> TASK OBJECTIVE
Render every line of the material below as a JSON list of strings, one string per line, skipping blank lines and leaving out the pictures.

[Records excerpted from a collection]
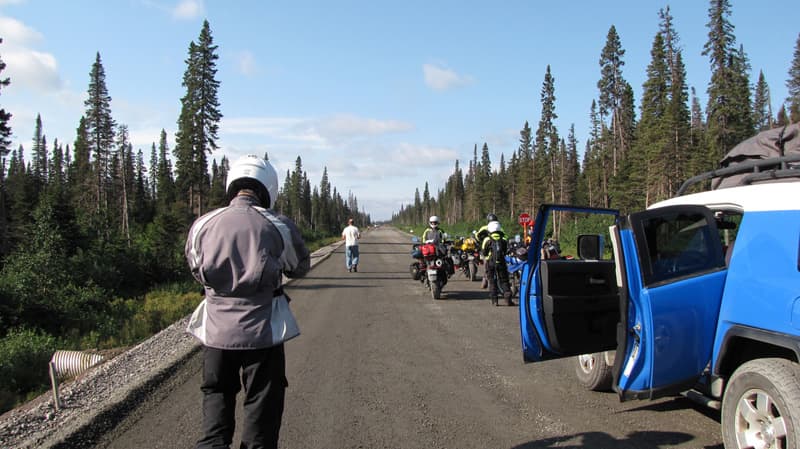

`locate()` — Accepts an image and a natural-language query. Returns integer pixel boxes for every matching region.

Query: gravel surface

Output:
[0,242,341,449]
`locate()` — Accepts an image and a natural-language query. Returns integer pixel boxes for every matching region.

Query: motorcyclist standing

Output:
[474,212,502,288]
[422,215,444,248]
[481,221,514,306]
[186,155,311,449]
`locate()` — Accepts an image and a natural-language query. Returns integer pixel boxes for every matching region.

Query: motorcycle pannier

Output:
[420,243,436,257]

> SOLUTION
[
  "`locate()` — Accepts an image and a natural-language query. Returns integer pixel boxes for every matching region.",
  "Query: gravel surface",
  "Output:",
  "[0,242,341,449]",
  "`locate()` — Accepts an image and a natural-language query. Returns integer pixel boxes for every matching region.",
  "Query: motorcyclist standing",
  "Output:",
  "[474,212,502,288]",
  "[422,215,444,248]",
  "[481,221,514,306]",
  "[186,155,311,449]",
  "`locate()` — Accepts an image and a natural-language query. Returns integer pixel boxes for every matching region.",
  "Query: motorcycle pannier",
  "Output:",
  "[420,243,436,257]"
]